Data for this exercise>
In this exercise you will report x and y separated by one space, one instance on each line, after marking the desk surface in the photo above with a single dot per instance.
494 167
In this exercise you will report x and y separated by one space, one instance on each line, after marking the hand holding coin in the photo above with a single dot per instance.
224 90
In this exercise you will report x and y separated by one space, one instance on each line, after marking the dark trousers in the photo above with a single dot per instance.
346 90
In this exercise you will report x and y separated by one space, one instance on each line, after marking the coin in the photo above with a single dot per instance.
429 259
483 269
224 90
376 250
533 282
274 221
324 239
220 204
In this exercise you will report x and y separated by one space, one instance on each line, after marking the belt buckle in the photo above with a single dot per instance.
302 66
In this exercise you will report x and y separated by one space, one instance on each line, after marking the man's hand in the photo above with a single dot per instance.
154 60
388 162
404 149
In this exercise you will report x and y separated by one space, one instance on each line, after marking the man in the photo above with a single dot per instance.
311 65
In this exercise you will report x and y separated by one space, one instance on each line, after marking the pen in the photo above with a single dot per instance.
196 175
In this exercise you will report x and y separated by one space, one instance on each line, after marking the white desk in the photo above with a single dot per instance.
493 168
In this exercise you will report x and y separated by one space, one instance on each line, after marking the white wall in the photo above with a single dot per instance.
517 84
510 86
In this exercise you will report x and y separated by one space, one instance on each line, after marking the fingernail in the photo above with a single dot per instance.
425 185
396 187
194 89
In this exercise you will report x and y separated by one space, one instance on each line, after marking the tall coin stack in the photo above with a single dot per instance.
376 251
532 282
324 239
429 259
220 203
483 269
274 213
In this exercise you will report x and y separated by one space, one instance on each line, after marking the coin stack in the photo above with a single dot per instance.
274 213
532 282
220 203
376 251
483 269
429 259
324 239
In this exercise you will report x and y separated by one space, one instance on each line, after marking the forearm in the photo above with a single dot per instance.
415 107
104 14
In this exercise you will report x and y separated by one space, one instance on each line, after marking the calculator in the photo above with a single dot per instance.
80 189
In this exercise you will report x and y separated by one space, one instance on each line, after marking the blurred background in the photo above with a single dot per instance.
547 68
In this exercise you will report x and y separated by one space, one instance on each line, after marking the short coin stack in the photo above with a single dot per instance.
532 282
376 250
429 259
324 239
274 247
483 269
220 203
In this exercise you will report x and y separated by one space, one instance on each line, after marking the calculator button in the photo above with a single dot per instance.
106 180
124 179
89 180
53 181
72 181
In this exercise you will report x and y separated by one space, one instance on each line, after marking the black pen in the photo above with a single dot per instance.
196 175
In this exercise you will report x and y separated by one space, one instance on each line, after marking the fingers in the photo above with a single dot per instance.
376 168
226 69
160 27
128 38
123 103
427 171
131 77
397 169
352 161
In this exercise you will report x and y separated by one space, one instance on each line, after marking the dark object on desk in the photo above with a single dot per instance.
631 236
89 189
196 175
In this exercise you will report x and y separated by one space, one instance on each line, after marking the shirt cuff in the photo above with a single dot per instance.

What is expected> Transcribe the whole listing with nothing added or left out.

Output for this task>
In this exercise you will report x and y separated by one space, one instance on each line, after marking the desk surface in the photo above with a single dot per instance.
494 167
In this exercise you will report x and y separated by one space, one instance on each line, after marking the hand holding coin in the photo above with a single dot per instance.
224 90
In this exercise you will report x and y separated by one space, one instance on each line, after marking the dark trousers in the photo above with a single dot per instance.
346 90
In this exercise you will report x and y separated by one space, one instance on each line, after marking the coin in the photo above with a single dot per instance.
429 259
483 269
224 90
376 250
533 282
274 221
324 239
220 204
In this exercise you will report x and y separated by one space, one instance on each line, after marking the belt buckle in the photo above with a single dot per instance.
302 66
In this exercise you will report x and y separated by one space, one instance on each line, after marking the man's hand in the photo above with a single dot per instance.
154 60
388 162
404 149
In this exercise you will report x and y separated by one space, one instance on each line, after marking the man in the photo above with a single dot per instance.
311 65
In this exercise you will report x and y separated by one space, one instance on each line, after marking the pen in the photo above with a single dot per instance.
196 175
In this exercise you will report x and y separated by one space, one instance on each line, after marking the white desk in the photo above with a single dot per instance.
493 168
In this exercise you will report x and y separated by one space, one instance on each line, after marking the white wall in the photo above with a single dot per instance.
517 84
510 86
In this exercise you will report x and y separated by one space, one instance on each line, after marking the fingernail in the photo above with a single dot per instance.
425 185
396 187
194 89
In this exercise you will report x and y separated by one space, one instance on each line, after marking the tall coin stack in the photo above with a single dot per instance.
376 251
532 282
324 239
429 259
220 203
483 269
274 213
In this exercise you will report x and y separated by one space, one instance on each line, after marking the coin stack in the photo above with a single dot per instance.
274 213
532 282
220 203
376 251
483 269
429 259
324 239
In this exercise you will report x and y separated by one space, one instance on each line, after marking the forearm in the photo above with a single dot per instance.
415 107
104 14
In this exercise you will report x and y separated by one space, one instance on each line, after marking the calculator in the photo above with a single dot per instance.
80 189
In this exercise you will report x and y separated by one space, one instance on each line, after marking the blurred background in the photo above with a single dot per instance.
547 68
In this exercise you will report x and y separated by one space, one instance on each line, after marking the short coin stack in the photo above with a single dot per instance.
532 282
376 250
429 259
324 239
274 247
483 269
220 203
In this exercise you will report x and y separated by one space, one instance on each line, after marking the calculator button in the photo above with a single dot per instance.
106 180
124 179
89 180
53 181
72 181
In this exercise you will report x and y separated by one space, one instance on each line, after marking the black pen in the photo above with a single dot per instance.
196 175
In this exercise you will report x and y separated by one space, one instance on each line, after marking the fingers in the photo above with a single dot per instance.
376 168
226 69
160 27
128 38
123 103
427 171
131 77
397 169
352 161
In this exercise you will report x and y separated by one space, one instance on each line, after marking the dark object on desk in the photo above with a single dot per instance.
631 236
89 189
196 175
In this exercise you will report x and y separated by one space, one instance on each line, after marking the shirt cuff in the photo above with a single dot per instance.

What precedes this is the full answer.